-- TEXT EXTRACT --
- - -

Issue 60 of Monographies Instrumentum, titled Studies in Experimental Archaeometallurgy, methodological Approaches from Non-ferrous Metallurgies, exhibits 10 papers presented at the first International Conference on Non-Ferrous Metal Metallurgy and Experimental Archaeology – Metallurgie des non-ferreux et archeologie experimentale ICA I. The conference was held at the Museum of Art and ...
Instrumentum is quite active in organizing conferences and publishing works on topics related to ancient crafts throughout Europe and the Mediterranean Basin. The general chronological interests are primarily on Greek and Roman antiquity along with the European Iron Age, as well as some in Bronze Age and Middle Age crafts. This issue exhibits how the use of experimental archaeology in archaeometallurgy contributes to the understanding of non-ferrous metallurgy in both Bronze Age and Medieval contexts.
Instrumentum primarily publishes their monographs in French, English, Spanish, German or Italian. However, the language in which each article is written is at the discretion of the writers upon submission, and this can mean a variation of languages in one issue. In Issue 60, the language mix is primarily French with three articles written in English. As I am not a native French speaker, my interpretations are at the mercy of the handy Google translation app which helped me along greatly.
The first article, by Verly and Longelin, proposes a very rigorous functionalist methodology to the application of experimental archaeology to archaeometallurgy. The article outlines some key methodological approaches as a reply to issues of inconsistency observed over 17 years of experimental archaeology in Egypt. This article sets the stage for subsequent examples of experimental archaeology in action, while giving some guidelines for moving forward. I personally find this outline to be very helpful and intend to test this framework in future archeometallurgical work of my own.
The following three articles by Téreygeol, Gauthier et al, and Flament and Téreygeol, firstly give a brief overview of paleometallurgy in France. The articles discuss some pitfalls in attempting to create a Chaîne Opératoire of technical processes during experiments at the Medieval mining site of Castel-Minier in Ariege, France. These experiments in tandem were very nice to follow for the reader and piqued my interest in the site.

- - -

-- RAW DATA --
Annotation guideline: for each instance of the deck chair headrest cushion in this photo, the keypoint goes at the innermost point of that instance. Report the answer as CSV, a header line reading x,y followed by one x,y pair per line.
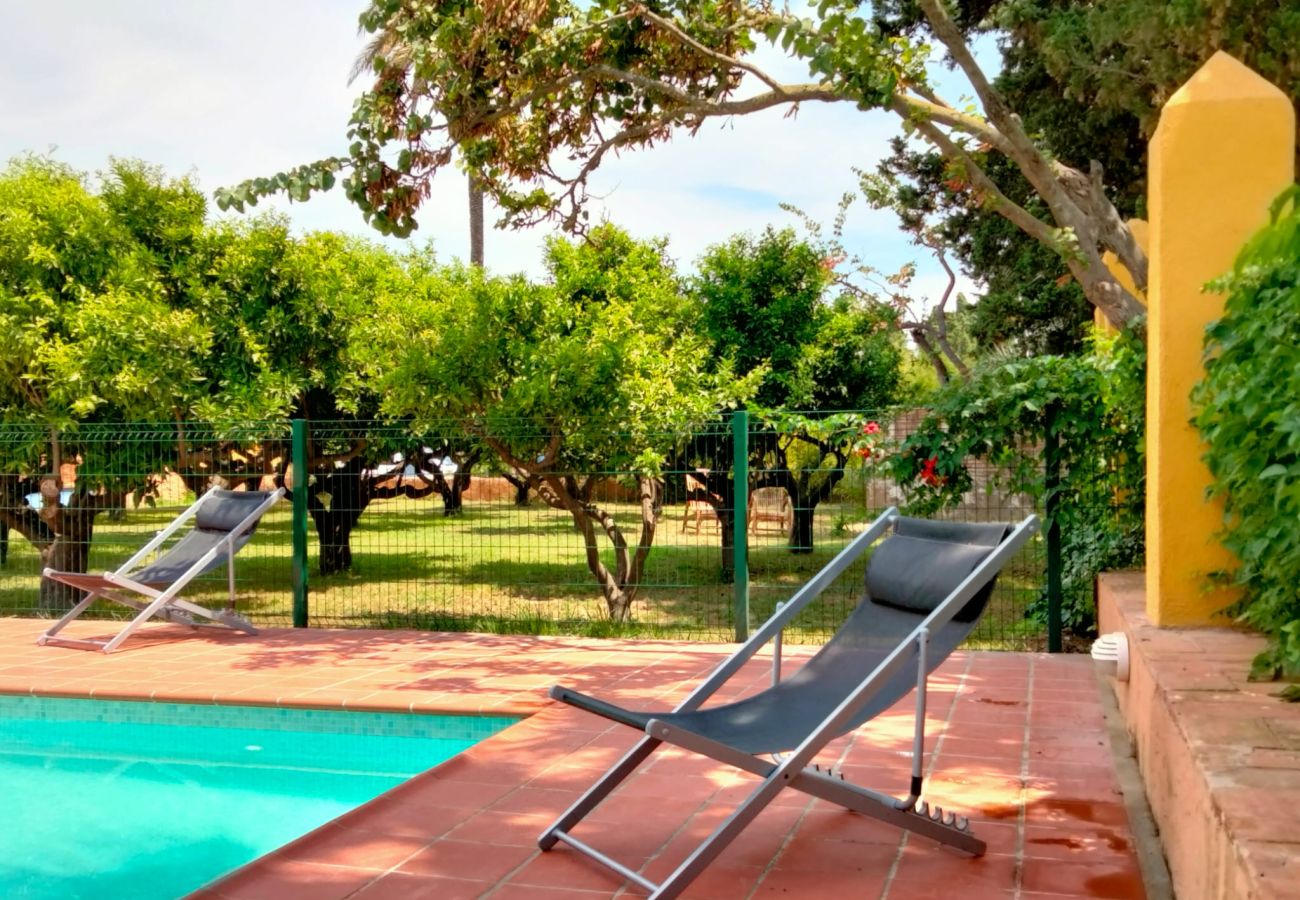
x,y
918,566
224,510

- - -

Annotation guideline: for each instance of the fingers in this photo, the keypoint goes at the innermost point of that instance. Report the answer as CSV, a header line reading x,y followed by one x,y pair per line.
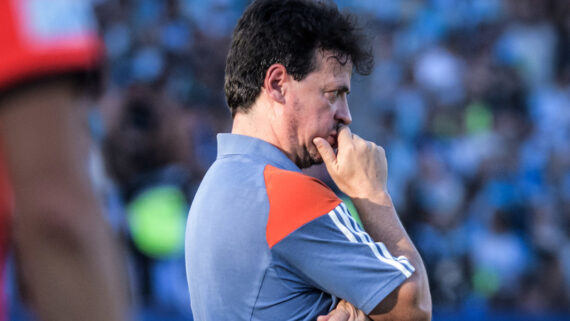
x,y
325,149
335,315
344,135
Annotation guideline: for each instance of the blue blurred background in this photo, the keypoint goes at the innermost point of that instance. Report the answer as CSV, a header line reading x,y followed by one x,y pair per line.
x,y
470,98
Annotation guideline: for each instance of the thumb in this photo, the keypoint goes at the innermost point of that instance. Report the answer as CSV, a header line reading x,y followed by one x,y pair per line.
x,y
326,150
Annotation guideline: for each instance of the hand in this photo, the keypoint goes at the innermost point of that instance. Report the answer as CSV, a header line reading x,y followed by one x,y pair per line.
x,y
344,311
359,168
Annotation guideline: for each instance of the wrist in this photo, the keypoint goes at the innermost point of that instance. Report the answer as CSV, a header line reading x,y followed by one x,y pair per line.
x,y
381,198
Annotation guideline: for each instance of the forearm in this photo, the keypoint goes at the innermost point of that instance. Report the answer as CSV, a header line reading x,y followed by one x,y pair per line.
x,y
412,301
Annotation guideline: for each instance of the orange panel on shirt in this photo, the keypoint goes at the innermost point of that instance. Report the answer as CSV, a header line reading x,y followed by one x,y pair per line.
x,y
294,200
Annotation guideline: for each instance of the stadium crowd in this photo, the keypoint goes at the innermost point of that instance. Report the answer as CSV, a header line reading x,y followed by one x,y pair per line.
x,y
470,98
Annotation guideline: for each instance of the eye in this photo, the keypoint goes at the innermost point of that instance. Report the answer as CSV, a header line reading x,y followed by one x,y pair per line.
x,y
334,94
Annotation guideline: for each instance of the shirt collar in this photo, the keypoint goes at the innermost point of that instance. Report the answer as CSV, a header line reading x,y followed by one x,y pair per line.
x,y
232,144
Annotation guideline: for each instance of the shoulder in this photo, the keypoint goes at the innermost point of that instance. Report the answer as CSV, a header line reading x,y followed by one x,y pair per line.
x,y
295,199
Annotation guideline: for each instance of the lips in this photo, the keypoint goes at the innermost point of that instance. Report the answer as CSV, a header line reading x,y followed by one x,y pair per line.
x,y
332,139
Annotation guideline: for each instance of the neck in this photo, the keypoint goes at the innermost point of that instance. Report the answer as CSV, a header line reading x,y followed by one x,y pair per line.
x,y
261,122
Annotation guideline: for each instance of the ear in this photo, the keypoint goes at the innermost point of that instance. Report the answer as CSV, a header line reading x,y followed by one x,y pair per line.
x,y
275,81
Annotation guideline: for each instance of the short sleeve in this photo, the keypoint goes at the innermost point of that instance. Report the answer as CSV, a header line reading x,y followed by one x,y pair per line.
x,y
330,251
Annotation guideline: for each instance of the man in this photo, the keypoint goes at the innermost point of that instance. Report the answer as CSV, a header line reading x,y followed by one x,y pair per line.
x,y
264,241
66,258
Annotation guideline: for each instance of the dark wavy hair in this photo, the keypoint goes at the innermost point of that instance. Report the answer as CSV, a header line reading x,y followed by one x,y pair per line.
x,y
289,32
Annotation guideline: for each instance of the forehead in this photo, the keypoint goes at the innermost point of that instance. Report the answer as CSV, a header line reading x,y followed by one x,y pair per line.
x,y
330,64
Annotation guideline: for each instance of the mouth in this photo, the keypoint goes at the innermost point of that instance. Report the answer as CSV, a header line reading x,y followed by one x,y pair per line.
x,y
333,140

- - -

-- PROBLEMS --
A - Answer these questions from the review:
(i) How many papers does Issue 60 present?
(ii) Over how many years of experimental archaeology in Egypt were inconsistencies observed?
(iii) How many articles in Issue 60 are in English?
B - Name every language in which the review says Instrumentum primarily publishes its monographs.

-- RESPONSES IN ORDER --
A -
(i) 10
(ii) 17
(iii) Three

B - French, English, Spanish, German, Italian